What the exercise asks:
The records below should be set down in full, please, without any change.

Records for processing:

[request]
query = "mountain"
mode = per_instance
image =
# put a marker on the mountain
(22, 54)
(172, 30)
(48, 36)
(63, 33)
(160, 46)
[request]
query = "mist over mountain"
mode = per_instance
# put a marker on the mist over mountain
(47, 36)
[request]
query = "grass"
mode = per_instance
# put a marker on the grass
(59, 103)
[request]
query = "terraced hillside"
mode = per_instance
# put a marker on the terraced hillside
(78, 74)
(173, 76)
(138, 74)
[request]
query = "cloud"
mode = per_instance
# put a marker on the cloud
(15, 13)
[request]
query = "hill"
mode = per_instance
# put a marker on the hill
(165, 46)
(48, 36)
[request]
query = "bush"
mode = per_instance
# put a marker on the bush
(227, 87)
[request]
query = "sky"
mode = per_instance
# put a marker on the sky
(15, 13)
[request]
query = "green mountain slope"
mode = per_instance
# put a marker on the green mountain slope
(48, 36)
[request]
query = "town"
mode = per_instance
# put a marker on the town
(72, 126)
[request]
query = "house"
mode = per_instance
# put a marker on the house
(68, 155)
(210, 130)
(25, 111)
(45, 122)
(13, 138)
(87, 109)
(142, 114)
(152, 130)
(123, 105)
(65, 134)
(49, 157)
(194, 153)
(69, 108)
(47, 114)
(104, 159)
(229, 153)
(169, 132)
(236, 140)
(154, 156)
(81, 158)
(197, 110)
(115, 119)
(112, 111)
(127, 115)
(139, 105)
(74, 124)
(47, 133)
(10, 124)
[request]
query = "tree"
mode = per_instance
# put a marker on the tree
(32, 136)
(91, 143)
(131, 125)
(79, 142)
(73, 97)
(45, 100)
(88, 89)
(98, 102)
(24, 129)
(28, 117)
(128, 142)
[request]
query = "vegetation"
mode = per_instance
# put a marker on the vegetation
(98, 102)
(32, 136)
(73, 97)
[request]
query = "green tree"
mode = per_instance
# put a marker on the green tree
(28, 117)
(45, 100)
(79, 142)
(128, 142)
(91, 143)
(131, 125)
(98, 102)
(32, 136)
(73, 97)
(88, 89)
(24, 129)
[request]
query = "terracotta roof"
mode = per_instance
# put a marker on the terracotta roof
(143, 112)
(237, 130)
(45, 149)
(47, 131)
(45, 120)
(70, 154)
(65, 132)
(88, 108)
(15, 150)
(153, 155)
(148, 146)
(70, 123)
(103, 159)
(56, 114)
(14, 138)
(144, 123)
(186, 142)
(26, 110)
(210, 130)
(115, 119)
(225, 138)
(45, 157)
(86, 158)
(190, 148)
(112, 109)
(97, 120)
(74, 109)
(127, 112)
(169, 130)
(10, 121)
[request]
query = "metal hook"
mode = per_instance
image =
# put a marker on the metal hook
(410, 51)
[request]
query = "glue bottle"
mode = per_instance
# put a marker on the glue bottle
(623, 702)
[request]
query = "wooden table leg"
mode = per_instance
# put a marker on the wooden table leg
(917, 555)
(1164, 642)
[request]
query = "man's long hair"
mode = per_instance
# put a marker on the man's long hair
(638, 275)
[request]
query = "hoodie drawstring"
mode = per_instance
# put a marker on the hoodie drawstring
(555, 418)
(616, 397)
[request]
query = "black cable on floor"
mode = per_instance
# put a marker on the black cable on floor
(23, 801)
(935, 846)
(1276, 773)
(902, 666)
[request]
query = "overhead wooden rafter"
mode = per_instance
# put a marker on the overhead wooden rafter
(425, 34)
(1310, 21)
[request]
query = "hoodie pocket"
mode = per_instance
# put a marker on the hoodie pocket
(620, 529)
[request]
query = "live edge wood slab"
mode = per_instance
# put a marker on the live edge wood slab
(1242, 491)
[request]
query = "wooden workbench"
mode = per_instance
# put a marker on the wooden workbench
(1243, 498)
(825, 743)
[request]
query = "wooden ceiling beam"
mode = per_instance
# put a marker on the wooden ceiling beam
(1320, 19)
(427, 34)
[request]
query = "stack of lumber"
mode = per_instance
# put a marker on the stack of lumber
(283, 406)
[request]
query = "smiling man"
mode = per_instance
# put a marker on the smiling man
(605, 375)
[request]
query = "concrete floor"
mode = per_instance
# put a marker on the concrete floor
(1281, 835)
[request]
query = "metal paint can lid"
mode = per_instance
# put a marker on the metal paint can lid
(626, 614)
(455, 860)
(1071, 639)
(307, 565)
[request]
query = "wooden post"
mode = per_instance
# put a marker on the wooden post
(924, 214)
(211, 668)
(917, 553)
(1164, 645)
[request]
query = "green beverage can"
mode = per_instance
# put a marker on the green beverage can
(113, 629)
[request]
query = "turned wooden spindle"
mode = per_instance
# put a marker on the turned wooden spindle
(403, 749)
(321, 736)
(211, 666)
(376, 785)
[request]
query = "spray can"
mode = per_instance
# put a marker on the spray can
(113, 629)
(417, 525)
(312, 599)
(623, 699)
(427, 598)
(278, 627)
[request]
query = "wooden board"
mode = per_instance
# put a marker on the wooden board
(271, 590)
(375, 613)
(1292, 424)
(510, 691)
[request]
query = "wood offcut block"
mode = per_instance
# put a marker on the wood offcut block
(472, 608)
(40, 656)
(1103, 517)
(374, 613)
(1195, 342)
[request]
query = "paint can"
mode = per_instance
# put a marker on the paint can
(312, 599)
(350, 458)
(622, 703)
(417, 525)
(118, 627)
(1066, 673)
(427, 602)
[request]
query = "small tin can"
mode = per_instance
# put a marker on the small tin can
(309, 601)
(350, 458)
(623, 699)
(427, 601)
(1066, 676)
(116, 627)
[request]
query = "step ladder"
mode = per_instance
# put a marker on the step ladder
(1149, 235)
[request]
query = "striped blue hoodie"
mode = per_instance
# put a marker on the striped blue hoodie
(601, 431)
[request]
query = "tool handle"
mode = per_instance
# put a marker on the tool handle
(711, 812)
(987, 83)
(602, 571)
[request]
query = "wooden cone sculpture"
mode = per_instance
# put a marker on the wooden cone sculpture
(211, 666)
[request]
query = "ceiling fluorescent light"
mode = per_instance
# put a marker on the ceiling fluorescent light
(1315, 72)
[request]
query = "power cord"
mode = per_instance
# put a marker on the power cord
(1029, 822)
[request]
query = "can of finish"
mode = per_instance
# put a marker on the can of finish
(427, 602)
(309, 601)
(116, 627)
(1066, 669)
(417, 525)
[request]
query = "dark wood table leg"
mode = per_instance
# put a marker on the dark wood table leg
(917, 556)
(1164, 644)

Response area:
[request]
query = "mountain"
mode = per_instance
image =
# put a marker on the mountain
(22, 54)
(172, 30)
(48, 36)
(63, 33)
(160, 46)
[request]
query = "mist over mountain"
mode = per_instance
# put a marker on the mist over mountain
(47, 36)
[request]
query = "grass"
mode = per_instance
# put a marker on the grass
(59, 103)
[request]
query = "terraced hillside"
mode = per_instance
# put a marker on the terraced hillside
(78, 74)
(173, 76)
(138, 74)
[request]
query = "cloud"
mode = per_instance
# put a marker on the cloud
(15, 13)
[request]
query = "hill"
mode = per_instance
# put a marker on the hill
(165, 46)
(48, 36)
[request]
query = "bush"
mode = per_instance
# put a marker on the bush
(227, 87)
[request]
query = "sky"
mode = per_instance
# put a marker on the sky
(15, 13)
[request]
query = "green mountain slope"
mode = per_instance
# put a marker on the green mountain slope
(48, 36)
[request]
query = "town"
mode = per_instance
# put a marker on the town
(72, 126)
[request]
query = "house"
mode = per_instance
# put a marker on the house
(68, 155)
(210, 130)
(25, 111)
(45, 122)
(13, 138)
(87, 109)
(142, 114)
(152, 130)
(123, 105)
(65, 134)
(49, 157)
(194, 153)
(69, 108)
(47, 114)
(104, 159)
(229, 153)
(169, 132)
(236, 140)
(154, 156)
(81, 158)
(197, 110)
(115, 119)
(112, 111)
(127, 115)
(139, 105)
(74, 124)
(47, 133)
(10, 124)
[request]
query = "tree"
mode = per_instance
# put a marker on the tree
(32, 136)
(91, 143)
(131, 125)
(79, 142)
(73, 97)
(45, 100)
(88, 89)
(98, 102)
(24, 129)
(28, 117)
(128, 142)
[request]
query = "vegetation"
mode = per_instance
# put a marker on the vegetation
(98, 102)
(32, 136)
(73, 97)
[request]
query = "green tree"
mode = per_instance
# put a marker on the green tree
(28, 117)
(45, 100)
(79, 142)
(128, 142)
(91, 143)
(131, 125)
(98, 102)
(32, 136)
(73, 97)
(88, 89)
(24, 129)
[request]
query = "terracotta roof"
mode = per_instance
# put a marker on the terracotta roof
(143, 112)
(237, 130)
(45, 149)
(47, 131)
(45, 120)
(70, 154)
(65, 132)
(88, 108)
(15, 150)
(153, 155)
(148, 146)
(70, 123)
(103, 159)
(56, 114)
(14, 138)
(144, 123)
(186, 142)
(26, 110)
(210, 130)
(115, 119)
(225, 138)
(45, 157)
(86, 158)
(190, 148)
(112, 109)
(97, 120)
(74, 109)
(127, 112)
(169, 130)
(10, 121)
[request]
query = "metal hook"
mode = per_instance
image =
# put a marker on the metal hook
(410, 51)
[request]
query = "glue bottle"
mode = per_instance
# put a marker on the glue bottle
(623, 702)
[request]
query = "wooden table leg"
mode = per_instance
# put a marker on the wooden table leg
(917, 555)
(1164, 642)
[request]
query = "man's long hair"
mode = per_instance
# put a marker on the man's long hair
(638, 275)
[request]
query = "hoodie drawstring"
mode = per_instance
# put a marker on the hoodie drawstring
(555, 418)
(616, 397)
[request]
query = "black cable on floor"
mode = per_instance
# put a marker on the black cable on floor
(23, 801)
(935, 846)
(1276, 773)
(902, 666)
[request]
query = "overhead wooden rafter"
mode = per_instance
# put a marker on the overhead wooden rafter
(425, 34)
(1310, 21)
[request]
query = "hoodie pocket"
mode = per_instance
# put a marker on the hoodie pocket
(620, 529)
[request]
query = "live edge wood slab"
mode = per_instance
# put a marker on the live edge wood slab
(1242, 491)
[request]
query = "wooden workbench"
mode = per_instance
# put a marker on the wooden workbench
(1243, 498)
(825, 743)
[request]
query = "wooden ceiling beam"
mode = per_instance
# put a marker on the wooden ceiling beam
(1320, 19)
(427, 34)
[request]
query = "stack of lumber"
mode = per_instance
# put a marker on the stack of lumber
(283, 406)
[request]
query = "smiling man"
mode = per_instance
# put a marker on the smiling man
(605, 375)
[request]
query = "concrete floor"
mode = per_instance
# put a marker on the concrete floor
(1281, 835)
[request]
query = "metal paint can lid"
mode = per_instance
# put a marker on the metal paint can lid
(626, 614)
(455, 860)
(1071, 639)
(307, 565)
[request]
query = "wooden post"
mode = per_instance
# put a marker on the wooden post
(924, 214)
(211, 668)
(917, 553)
(1164, 645)
[request]
query = "green beverage can"
mode = per_instance
# put a marker on the green beverage can
(113, 629)
[request]
query = "turned wooden spindle"
mode = per_instance
# put a marker on the turned wooden spindle
(403, 749)
(321, 736)
(211, 666)
(376, 785)
[request]
query = "spray can"
mode = per_instance
# put a marker on the spray can
(113, 629)
(417, 525)
(312, 599)
(623, 699)
(427, 598)
(278, 627)
[request]
query = "wooden board"
mode = per_instance
# put a marker on the wooden board
(271, 590)
(375, 613)
(1292, 424)
(510, 691)
[request]
query = "wood offcut block"
mode = per_instance
# put a marker on the wood offcut block
(472, 608)
(40, 656)
(1103, 517)
(374, 613)
(1195, 342)
[request]
query = "paint can"
mode = per_instance
# put a marker on the paint can
(312, 599)
(350, 458)
(622, 703)
(417, 525)
(118, 627)
(1066, 673)
(427, 602)
[request]
query = "small tin can"
mode = per_instance
# put a marker on the small tin can
(309, 601)
(350, 458)
(623, 699)
(427, 601)
(1066, 676)
(116, 627)
[request]
query = "step ladder"
mode = per_instance
# put a marker on the step ladder
(1149, 235)
[request]
query = "striped blue hoodie"
mode = per_instance
# put a marker on the striped blue hoodie
(601, 431)
[request]
query = "tool handle"
mode = per_instance
# put a marker on the tool handle
(711, 812)
(987, 83)
(602, 571)
[request]
query = "wooden cone sculpture"
mode = per_instance
# put a marker on the wooden cone sculpture
(211, 666)
[request]
query = "ceiling fluorescent light"
mode = per_instance
# put a marker on the ceiling fluorescent light
(1315, 72)
[request]
query = "power cord"
mode = per_instance
# put a marker on the power cord
(1029, 822)
[request]
query = "can of finish"
mode = per_instance
# put a marker on the can of finish
(427, 602)
(309, 601)
(116, 627)
(1066, 669)
(417, 525)
[request]
query = "dark wood table leg"
mode = per_instance
# put a marker on the dark wood table leg
(917, 556)
(1164, 644)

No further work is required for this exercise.